— Start Data for this exercise —
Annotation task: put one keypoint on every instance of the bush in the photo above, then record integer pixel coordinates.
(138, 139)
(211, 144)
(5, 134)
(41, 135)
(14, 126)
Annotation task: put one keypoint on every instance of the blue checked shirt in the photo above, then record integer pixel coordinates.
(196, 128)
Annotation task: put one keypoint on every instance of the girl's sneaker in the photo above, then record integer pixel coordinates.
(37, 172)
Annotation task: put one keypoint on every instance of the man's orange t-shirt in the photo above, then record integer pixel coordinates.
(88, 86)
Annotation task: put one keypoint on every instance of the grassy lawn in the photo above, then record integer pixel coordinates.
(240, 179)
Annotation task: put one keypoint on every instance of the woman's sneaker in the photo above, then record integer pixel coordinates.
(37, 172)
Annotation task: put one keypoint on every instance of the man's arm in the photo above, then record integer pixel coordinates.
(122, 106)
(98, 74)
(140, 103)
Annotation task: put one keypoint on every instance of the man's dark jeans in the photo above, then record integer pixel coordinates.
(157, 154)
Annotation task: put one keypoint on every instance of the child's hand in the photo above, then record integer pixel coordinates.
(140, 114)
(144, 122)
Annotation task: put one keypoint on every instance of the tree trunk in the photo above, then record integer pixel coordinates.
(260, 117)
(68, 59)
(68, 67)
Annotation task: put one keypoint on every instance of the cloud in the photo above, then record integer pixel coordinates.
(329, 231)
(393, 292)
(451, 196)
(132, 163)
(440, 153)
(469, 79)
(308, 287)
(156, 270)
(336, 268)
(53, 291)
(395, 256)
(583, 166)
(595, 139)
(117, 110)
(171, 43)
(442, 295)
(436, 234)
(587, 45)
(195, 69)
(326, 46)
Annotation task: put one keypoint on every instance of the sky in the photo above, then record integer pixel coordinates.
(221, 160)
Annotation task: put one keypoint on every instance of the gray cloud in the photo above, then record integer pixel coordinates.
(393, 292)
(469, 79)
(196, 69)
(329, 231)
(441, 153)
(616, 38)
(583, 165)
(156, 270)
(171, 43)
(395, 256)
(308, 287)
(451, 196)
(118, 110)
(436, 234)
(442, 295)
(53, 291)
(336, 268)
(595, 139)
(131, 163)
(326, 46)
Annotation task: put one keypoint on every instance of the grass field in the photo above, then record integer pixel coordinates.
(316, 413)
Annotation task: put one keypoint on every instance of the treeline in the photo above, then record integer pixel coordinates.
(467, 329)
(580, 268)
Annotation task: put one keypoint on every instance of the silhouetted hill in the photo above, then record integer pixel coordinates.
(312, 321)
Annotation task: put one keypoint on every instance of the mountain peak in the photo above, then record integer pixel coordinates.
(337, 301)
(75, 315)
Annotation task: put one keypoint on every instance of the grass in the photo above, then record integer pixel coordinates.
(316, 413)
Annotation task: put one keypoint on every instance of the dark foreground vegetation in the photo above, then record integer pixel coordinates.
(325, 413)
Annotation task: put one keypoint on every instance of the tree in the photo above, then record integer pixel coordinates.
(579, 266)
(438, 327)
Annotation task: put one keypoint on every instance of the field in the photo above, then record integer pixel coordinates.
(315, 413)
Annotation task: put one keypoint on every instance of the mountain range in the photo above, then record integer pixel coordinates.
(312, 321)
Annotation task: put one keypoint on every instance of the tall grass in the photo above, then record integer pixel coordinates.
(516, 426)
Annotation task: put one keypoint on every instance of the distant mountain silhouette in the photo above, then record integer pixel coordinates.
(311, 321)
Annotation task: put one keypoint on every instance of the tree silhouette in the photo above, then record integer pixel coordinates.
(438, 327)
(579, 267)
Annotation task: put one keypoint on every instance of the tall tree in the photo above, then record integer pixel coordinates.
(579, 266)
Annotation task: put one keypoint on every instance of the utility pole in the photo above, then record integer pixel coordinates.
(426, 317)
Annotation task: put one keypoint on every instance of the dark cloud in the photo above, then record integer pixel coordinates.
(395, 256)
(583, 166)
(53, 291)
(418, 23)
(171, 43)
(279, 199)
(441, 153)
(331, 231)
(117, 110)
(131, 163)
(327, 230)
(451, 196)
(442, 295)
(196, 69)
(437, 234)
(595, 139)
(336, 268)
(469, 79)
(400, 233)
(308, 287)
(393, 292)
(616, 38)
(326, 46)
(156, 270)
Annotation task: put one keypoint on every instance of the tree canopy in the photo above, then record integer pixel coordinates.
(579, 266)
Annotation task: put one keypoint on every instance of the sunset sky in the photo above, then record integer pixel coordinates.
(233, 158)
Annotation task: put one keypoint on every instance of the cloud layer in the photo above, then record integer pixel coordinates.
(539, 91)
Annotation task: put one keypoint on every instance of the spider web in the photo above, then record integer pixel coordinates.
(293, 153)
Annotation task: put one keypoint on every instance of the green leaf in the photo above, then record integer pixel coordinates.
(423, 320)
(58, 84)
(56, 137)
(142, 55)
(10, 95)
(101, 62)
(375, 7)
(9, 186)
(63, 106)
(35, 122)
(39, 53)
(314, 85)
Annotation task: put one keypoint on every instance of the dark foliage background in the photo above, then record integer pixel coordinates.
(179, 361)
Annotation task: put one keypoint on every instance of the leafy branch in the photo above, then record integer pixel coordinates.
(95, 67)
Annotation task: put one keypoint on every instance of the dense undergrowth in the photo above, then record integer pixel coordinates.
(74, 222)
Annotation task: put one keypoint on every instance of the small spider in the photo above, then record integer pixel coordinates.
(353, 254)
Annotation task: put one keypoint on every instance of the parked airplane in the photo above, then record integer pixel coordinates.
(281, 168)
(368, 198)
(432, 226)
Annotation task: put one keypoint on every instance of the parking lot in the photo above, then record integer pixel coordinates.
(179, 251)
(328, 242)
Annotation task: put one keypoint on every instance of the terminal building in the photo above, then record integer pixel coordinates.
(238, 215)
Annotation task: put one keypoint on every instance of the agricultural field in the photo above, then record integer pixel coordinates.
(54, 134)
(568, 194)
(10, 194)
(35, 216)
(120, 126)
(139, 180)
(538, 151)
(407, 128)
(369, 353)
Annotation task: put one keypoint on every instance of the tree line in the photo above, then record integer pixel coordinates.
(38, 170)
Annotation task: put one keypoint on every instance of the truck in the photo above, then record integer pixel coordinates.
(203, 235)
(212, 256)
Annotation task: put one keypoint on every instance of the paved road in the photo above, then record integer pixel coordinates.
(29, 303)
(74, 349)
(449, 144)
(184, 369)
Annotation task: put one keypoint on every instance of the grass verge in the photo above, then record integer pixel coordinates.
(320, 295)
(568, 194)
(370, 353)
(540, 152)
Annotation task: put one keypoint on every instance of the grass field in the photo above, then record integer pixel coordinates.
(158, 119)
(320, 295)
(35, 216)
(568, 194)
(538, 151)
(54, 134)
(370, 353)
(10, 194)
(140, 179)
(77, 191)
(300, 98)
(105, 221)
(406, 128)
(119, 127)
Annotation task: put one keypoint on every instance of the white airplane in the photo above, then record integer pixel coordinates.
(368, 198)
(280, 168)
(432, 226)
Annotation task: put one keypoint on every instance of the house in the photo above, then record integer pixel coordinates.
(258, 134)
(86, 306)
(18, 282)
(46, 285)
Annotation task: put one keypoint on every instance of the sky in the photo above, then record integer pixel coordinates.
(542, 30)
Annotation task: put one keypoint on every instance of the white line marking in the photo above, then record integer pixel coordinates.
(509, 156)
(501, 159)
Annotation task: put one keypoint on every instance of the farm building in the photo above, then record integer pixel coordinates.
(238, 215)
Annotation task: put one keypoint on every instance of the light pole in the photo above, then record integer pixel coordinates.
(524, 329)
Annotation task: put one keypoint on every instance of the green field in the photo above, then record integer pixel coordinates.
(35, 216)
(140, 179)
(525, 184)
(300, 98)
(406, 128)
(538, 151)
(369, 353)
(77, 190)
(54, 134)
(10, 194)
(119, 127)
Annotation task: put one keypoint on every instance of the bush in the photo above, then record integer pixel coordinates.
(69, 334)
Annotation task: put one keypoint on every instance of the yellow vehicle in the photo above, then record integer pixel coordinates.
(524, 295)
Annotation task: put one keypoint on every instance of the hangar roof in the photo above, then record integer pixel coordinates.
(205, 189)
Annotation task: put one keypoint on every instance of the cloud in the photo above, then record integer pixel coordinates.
— End Data for this exercise —
Task:
Each line from the one containing "the white airplane" to the end of the records should be echoed exactly, and no other line.

Complete response:
Annotation task: put one keypoint on every instance of the white airplane in the photo above, then record integer pixel coordinates.
(368, 198)
(280, 168)
(432, 226)
Annotation task: put one keypoint on every instance of the house in the photo above, then record integer pixel coordinates.
(258, 134)
(86, 306)
(18, 282)
(46, 285)
Annotation task: put one keypoint on every instance of the sky in the photo above, then record integer pixel coordinates.
(542, 30)
Annotation task: put one keypoint on every instance of the white line marking in the photo above, then record integer pixel coordinates.
(509, 156)
(501, 159)
Annotation task: put one keypoint on every instance of the farm building in the photo above, then record integer pixel coordinates.
(238, 215)
Annotation task: put one keypoint on every instance of the light pole in the photo above, then record integer pixel coordinates.
(524, 329)
Annotation task: put one keypoint on every instance of the green field in the photo above, then record integer pixel coordinates.
(35, 216)
(140, 179)
(525, 184)
(300, 98)
(406, 128)
(538, 151)
(369, 353)
(77, 190)
(54, 134)
(10, 194)
(119, 127)
Annotation task: put one keypoint on every instance of the bush in the photo above, then record integer pixel coordinates.
(69, 334)
Annotation task: put one keypoint on every instance of the yellow vehicle in the photo above, then record integer pixel coordinates.
(524, 295)
Annotation task: put one keypoint on every instance of the hangar roof in the photo above, then record integer pixel coordinates.
(205, 189)
Annotation task: put one keypoint on every instance of the cloud in the photo above, then record integer pixel coordinates.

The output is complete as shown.